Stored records

################

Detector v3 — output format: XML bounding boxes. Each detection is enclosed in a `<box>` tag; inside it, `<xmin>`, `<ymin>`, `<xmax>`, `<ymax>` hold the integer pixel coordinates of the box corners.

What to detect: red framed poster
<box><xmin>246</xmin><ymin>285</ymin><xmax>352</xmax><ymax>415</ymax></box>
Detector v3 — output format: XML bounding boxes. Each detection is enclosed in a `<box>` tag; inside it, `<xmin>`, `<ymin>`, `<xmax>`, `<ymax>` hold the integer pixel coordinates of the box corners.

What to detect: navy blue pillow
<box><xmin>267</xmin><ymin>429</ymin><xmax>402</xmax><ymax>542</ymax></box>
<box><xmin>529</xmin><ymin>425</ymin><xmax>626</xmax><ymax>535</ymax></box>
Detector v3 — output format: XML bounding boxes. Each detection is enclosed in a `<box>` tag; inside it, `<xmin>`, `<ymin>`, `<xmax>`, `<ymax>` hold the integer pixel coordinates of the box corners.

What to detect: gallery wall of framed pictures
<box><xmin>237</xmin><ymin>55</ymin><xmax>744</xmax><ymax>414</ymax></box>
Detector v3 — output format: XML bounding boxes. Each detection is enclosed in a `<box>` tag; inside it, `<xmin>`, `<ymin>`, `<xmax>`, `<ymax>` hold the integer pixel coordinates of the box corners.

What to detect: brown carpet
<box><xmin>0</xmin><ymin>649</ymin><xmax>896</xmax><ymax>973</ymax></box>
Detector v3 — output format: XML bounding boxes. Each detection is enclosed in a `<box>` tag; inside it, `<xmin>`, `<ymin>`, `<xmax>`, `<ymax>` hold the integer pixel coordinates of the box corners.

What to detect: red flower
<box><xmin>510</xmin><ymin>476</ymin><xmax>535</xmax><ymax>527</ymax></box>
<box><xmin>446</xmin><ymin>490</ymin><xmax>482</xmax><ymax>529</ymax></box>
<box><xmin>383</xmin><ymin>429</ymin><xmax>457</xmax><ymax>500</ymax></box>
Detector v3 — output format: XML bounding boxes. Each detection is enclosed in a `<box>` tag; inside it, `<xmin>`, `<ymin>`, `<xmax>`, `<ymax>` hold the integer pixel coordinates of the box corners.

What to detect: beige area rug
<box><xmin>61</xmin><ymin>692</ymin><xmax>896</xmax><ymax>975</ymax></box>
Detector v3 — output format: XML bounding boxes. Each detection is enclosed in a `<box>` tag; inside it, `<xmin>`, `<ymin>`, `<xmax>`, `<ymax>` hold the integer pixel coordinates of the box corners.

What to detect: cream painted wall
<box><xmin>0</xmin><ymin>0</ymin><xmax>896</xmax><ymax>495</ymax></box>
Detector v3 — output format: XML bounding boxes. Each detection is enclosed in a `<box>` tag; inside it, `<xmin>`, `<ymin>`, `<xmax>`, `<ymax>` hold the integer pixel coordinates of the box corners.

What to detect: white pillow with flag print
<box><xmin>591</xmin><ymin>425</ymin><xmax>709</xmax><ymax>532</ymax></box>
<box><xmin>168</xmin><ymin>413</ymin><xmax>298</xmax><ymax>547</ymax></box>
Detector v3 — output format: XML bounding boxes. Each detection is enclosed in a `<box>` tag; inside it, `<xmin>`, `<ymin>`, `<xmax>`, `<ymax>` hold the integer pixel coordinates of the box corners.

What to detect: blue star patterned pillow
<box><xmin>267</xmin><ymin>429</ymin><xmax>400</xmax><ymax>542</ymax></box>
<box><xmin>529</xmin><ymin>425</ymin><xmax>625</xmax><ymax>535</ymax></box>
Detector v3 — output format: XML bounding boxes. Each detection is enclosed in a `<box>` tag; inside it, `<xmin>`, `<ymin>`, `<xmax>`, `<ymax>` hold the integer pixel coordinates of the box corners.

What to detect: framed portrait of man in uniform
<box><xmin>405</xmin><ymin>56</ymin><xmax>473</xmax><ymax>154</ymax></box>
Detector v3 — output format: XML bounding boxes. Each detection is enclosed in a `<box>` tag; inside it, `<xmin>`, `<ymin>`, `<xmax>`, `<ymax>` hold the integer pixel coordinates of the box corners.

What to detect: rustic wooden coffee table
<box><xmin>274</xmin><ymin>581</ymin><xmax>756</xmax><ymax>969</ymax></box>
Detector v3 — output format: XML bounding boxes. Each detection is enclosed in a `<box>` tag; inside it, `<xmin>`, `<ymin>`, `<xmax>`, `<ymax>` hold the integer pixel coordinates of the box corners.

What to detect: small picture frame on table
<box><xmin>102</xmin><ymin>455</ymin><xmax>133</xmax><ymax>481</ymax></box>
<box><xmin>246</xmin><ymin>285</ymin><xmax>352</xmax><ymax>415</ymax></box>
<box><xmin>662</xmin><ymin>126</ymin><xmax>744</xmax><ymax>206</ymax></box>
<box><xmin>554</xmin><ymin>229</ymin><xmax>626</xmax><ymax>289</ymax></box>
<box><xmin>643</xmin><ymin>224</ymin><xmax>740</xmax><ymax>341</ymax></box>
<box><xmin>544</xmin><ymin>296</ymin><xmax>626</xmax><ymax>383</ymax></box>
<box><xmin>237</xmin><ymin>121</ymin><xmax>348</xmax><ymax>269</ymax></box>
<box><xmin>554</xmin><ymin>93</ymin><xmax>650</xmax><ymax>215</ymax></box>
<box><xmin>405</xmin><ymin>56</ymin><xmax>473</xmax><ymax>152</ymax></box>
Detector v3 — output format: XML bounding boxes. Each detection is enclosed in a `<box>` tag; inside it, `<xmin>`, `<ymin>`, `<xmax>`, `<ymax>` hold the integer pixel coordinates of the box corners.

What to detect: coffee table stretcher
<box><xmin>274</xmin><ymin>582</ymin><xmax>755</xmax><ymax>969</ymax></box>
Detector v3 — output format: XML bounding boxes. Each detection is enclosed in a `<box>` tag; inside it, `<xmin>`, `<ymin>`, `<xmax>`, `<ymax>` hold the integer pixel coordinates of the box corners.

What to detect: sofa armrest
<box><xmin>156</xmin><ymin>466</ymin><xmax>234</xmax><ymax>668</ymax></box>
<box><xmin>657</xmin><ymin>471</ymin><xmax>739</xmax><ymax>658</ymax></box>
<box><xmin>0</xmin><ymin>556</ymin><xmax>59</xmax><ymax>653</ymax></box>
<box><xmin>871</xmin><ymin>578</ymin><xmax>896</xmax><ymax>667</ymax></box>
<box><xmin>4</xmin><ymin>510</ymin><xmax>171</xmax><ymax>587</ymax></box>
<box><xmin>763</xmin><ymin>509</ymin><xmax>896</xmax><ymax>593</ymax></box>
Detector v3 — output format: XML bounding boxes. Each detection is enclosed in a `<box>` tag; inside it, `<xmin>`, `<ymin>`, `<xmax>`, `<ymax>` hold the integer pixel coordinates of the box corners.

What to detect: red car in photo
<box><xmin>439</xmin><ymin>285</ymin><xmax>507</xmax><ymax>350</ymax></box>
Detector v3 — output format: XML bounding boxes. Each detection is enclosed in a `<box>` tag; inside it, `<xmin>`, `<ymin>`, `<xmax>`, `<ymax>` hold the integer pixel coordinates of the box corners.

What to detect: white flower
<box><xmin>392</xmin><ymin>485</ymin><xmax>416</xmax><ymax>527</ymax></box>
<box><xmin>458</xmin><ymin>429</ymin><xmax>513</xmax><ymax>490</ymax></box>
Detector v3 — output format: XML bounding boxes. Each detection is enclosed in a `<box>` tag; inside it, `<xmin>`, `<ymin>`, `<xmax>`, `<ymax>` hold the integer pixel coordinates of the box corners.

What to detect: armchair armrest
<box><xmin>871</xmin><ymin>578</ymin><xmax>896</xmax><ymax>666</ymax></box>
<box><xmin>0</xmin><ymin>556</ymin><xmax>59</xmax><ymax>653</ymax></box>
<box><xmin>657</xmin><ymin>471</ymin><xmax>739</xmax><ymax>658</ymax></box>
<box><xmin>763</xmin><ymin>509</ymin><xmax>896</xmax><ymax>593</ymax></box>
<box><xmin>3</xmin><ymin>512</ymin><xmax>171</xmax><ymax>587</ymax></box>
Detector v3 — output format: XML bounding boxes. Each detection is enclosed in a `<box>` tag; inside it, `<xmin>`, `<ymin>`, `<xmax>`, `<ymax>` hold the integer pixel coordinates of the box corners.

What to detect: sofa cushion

################

Written instruction
Which lines of the material above contain the word "coffee"? Pick out and copy each of them, treating case as significant.

Solution to this task
What to detect: rustic wooden coffee table
What to detect: coffee table stretcher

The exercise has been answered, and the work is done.